▶ _OBJECTIVE_: Render the rows below as a JSON list of strings, one string per line, leaving out any blank lines.

▶ _SUPPLIED ENTRIES_:
* Begin *
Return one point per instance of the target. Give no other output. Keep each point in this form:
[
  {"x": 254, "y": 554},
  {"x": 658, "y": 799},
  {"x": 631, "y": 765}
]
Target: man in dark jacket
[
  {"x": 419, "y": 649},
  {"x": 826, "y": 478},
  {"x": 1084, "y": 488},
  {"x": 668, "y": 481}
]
* End *
▶ _FINAL RESULT_:
[
  "Return one point per instance of the target. Give no other output. Keep each point in this form:",
  "[",
  "  {\"x\": 254, \"y\": 554},",
  "  {\"x\": 658, \"y\": 799},",
  "  {\"x\": 631, \"y\": 765}",
  "]",
  "Target: man in dark jacket",
  "[",
  "  {\"x\": 419, \"y\": 649},",
  "  {\"x\": 826, \"y\": 478},",
  "  {\"x\": 1084, \"y\": 488},",
  "  {\"x\": 668, \"y\": 481}",
  "]"
]